Excerpted passage

§ §

Tuesday 8 August 2023

This is a story of absolutely no merit unless you, as I do, like to have a decent cup of familiar tea when travelling. If so, read on. If not, move on, nothing to see here.

The somewhat challenging nature of our forthcoming Camino peregrination has led to online retail activity that seems to increase in inverse proportion to the time remaining until we’re due to depart. Starting a few weeks ago, we started acquiring Useful Things For Excessively Long Walking Holidays Travels, such as:

  • Robust socks (many thanks to Ian Burley for the recommendation)
  • Compact power banks, smaller and lighter than the massive one I've used before
  • A rather natty luggage weighing device, needed because we have tighter than usual baggage restrictions (20kg for RyanAir, 15kg for Camino transport). Yes, I know we can do it by standing on bathroom scales and doing elementary arithmetic, but where's the fun in that?
  • Spare Tevas. I don't know whether mine will stay the course and I'd rather be safe than sorry

Recently, this activity has undergone a crescendo (see? That is how to use the word properly!) as I think of more and more things that can go wrong and start to acquire stuff to address my concerns. The most urgent of these is, of course, tea. Specifically Twinings Earl Grey, which any faithful reader of my travel blog will know is practically more important to us than life itself.

§ §

Data excerpts
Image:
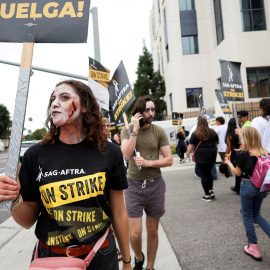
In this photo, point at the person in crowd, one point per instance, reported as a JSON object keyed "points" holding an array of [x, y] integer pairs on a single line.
{"points": [[204, 141], [106, 128], [262, 123], [58, 188], [233, 143], [117, 139], [243, 118], [146, 189], [197, 171], [181, 147], [251, 198], [221, 131]]}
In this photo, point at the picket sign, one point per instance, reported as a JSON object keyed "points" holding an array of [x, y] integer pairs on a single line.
{"points": [[18, 118]]}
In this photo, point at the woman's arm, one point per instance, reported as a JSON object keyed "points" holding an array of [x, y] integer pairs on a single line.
{"points": [[26, 213], [120, 224]]}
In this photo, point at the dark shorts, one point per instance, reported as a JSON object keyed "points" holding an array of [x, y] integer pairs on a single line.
{"points": [[145, 195]]}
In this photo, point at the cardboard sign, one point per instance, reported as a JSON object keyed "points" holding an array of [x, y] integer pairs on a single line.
{"points": [[231, 82], [177, 118], [109, 115], [98, 81], [120, 123], [121, 93], [223, 102], [201, 105], [45, 21]]}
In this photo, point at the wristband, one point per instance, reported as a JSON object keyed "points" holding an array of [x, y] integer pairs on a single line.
{"points": [[128, 261], [17, 204]]}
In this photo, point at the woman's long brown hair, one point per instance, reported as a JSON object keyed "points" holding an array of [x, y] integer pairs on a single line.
{"points": [[92, 118], [202, 131]]}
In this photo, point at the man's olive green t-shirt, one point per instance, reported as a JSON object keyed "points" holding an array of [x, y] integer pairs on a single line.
{"points": [[149, 141]]}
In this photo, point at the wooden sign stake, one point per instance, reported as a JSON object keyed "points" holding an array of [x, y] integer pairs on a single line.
{"points": [[18, 118]]}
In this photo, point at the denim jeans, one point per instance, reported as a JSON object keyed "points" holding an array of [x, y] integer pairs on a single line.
{"points": [[251, 200], [105, 259]]}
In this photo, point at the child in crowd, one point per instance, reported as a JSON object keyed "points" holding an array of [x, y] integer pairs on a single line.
{"points": [[250, 196]]}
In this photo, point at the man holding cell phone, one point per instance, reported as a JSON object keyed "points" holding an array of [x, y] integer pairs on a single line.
{"points": [[146, 191]]}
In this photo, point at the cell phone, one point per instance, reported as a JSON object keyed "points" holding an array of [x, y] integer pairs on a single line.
{"points": [[142, 121]]}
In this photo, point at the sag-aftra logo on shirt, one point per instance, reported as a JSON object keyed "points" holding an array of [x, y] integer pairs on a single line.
{"points": [[72, 190]]}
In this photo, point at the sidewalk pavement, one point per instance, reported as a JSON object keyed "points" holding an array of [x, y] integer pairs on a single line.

§ §

According to the travel-preparation post, which tea is the most urgent item to acquire? The listing has no connection to the travel-preparation post.

Twinings Earl Grey.